Given problem: Rewrite only the lines from the start through the line with "point(820, 423)", replacing "thickest part" with "widest part" and leaving everything else unchanged.
━━━━━ Material ━━━━━
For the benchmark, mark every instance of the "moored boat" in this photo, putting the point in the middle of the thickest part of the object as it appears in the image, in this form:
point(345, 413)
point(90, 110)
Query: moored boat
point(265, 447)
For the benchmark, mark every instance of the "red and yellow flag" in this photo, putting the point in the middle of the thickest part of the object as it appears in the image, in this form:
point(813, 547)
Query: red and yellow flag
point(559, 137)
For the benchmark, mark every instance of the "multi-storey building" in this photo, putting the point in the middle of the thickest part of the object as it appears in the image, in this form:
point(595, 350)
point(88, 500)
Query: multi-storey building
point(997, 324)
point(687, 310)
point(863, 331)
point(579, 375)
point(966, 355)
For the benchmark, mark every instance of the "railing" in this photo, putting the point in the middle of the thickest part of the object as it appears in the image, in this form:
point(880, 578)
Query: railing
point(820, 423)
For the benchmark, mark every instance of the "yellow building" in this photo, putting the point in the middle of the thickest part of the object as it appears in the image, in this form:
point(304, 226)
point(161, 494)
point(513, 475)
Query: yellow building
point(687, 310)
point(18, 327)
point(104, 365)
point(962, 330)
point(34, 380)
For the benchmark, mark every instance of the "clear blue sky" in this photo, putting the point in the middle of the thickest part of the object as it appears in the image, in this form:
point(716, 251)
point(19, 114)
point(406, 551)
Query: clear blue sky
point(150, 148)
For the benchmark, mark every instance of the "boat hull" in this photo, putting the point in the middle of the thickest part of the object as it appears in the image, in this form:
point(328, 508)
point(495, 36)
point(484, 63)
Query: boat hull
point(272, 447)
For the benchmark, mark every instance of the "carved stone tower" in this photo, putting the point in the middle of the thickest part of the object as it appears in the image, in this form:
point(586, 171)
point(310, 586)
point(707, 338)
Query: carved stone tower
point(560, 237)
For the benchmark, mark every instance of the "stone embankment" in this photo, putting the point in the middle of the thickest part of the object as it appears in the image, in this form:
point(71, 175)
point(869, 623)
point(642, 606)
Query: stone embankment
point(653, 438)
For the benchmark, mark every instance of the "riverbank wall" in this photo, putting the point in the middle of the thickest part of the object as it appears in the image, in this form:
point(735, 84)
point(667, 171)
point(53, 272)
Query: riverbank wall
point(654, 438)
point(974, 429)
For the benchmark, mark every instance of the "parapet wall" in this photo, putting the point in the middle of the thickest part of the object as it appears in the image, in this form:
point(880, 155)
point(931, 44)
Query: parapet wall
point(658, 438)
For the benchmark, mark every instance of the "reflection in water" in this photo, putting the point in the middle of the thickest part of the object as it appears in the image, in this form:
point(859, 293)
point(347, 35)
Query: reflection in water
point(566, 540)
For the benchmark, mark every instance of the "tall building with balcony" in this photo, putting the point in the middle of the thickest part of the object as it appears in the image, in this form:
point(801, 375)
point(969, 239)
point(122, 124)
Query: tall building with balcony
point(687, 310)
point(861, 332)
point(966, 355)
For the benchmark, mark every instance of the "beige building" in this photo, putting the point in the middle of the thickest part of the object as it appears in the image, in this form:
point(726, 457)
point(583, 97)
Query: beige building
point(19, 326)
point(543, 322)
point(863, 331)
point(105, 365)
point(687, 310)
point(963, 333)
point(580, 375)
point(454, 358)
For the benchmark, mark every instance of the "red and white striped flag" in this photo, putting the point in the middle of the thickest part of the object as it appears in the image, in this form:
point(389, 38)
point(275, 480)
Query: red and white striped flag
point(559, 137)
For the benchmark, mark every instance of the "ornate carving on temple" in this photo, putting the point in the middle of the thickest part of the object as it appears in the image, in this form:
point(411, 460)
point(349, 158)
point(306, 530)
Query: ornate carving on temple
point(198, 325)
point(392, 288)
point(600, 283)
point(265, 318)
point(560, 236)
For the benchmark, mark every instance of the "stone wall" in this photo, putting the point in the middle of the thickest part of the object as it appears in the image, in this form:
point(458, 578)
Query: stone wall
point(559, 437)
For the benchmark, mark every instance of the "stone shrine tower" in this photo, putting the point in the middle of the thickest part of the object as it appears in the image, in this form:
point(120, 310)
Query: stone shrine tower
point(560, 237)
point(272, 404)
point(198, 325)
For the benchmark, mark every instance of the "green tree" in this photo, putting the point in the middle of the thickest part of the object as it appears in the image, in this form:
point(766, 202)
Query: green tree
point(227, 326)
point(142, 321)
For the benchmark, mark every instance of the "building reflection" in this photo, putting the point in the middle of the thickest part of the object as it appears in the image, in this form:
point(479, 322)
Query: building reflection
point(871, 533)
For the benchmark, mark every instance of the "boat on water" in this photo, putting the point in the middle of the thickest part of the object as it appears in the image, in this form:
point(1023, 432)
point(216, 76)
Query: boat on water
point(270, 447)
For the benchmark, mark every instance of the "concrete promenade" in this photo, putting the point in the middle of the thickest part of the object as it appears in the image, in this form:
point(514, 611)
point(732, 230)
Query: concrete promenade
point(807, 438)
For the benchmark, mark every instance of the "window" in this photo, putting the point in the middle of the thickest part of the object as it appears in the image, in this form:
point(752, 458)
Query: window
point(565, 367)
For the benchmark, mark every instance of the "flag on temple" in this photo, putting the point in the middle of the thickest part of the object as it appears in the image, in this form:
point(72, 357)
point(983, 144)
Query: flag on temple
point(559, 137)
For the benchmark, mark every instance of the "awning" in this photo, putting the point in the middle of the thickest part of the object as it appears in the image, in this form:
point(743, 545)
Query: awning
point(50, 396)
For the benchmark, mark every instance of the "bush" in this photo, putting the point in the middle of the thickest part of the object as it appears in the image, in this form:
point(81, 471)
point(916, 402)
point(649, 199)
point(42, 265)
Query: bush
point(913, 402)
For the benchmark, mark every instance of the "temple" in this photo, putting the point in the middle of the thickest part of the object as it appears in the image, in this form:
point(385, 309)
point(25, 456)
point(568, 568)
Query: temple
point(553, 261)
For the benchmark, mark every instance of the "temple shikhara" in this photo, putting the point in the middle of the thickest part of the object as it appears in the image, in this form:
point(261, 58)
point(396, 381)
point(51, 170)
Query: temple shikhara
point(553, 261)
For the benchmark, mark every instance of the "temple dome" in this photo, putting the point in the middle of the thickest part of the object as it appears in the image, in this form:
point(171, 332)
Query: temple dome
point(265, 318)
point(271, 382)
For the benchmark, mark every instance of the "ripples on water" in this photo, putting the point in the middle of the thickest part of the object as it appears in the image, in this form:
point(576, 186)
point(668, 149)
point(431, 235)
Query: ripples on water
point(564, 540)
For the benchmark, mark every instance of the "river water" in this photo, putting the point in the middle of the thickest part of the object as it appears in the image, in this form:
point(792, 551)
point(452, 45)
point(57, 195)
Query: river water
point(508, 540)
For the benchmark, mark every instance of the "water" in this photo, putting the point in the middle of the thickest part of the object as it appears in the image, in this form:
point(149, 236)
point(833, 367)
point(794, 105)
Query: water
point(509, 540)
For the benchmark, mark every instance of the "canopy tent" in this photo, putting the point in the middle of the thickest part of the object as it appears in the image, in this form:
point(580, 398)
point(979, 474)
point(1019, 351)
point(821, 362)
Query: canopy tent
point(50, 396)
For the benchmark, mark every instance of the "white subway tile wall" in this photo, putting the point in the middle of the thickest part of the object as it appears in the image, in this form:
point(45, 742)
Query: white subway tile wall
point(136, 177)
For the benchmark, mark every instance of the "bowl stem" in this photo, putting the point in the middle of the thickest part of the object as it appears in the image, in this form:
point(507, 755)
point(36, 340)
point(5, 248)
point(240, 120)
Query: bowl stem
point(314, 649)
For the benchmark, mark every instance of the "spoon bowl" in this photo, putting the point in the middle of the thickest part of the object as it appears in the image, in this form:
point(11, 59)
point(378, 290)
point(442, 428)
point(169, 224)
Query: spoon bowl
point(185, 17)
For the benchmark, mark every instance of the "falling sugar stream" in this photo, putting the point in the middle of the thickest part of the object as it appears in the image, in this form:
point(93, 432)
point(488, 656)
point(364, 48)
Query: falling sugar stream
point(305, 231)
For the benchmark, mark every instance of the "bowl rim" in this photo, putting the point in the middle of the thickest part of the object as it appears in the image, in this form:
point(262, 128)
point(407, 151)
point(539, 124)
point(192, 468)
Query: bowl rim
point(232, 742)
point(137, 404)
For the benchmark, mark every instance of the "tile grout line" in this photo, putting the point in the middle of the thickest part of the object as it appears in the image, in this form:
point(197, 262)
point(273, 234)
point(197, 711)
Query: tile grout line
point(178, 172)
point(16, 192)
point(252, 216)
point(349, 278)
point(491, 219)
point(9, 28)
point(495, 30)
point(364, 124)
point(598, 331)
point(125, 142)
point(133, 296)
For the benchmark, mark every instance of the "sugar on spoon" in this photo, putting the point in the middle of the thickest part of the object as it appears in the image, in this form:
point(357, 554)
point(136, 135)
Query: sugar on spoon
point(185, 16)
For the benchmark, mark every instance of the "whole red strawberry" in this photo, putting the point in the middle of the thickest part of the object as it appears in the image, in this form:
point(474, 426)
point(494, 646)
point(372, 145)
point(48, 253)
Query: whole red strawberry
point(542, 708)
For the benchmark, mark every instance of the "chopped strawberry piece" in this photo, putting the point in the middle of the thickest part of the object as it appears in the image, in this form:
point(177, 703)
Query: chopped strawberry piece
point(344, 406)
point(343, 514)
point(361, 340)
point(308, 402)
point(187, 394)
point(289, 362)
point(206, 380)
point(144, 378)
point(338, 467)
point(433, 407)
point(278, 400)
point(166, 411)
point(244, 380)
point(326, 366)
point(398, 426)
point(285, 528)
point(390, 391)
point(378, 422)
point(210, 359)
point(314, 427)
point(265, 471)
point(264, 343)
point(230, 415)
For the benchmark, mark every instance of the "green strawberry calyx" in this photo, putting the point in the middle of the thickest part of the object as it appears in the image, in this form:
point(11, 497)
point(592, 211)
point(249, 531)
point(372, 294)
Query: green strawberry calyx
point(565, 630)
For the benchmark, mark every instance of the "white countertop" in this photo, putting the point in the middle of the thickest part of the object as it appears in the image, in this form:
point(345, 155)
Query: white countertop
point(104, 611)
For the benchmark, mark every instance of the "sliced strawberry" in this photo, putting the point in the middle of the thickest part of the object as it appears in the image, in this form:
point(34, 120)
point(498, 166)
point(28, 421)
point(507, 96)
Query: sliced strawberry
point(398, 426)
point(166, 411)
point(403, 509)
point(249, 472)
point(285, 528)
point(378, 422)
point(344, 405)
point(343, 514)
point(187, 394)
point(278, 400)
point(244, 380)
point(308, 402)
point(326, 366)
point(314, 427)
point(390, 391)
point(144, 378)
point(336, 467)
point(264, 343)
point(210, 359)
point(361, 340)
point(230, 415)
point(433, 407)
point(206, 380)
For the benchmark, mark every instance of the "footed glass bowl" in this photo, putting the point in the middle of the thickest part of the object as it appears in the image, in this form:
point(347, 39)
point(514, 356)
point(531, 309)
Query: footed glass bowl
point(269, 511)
━━━━━
Written answer:
For the benchmark, mark every instance of the "moored boat" in this photo, putting the point in the middle of the widest part of the object as it appears in the image, in this form:
point(345, 413)
point(90, 110)
Query: moored boat
point(265, 447)
For the benchmark, mark every instance of the "red and yellow flag" in this photo, putting the point in the middle of the widest part of the object as it appears in the image, in this form:
point(813, 547)
Query: red and yellow flag
point(559, 137)
For the benchmark, mark every instance of the "multi-storey building" in this photo, putting the point in the middle of the widest part of the object as it appears in the image, in this form:
point(595, 350)
point(88, 500)
Query: multi-storey building
point(997, 324)
point(687, 310)
point(863, 331)
point(579, 375)
point(966, 355)
For the benchmark, mark every instance of the "railing" in this photo, putting the point in the middle of the widest part of the object as it appears in the image, in this form:
point(880, 578)
Query: railing
point(820, 423)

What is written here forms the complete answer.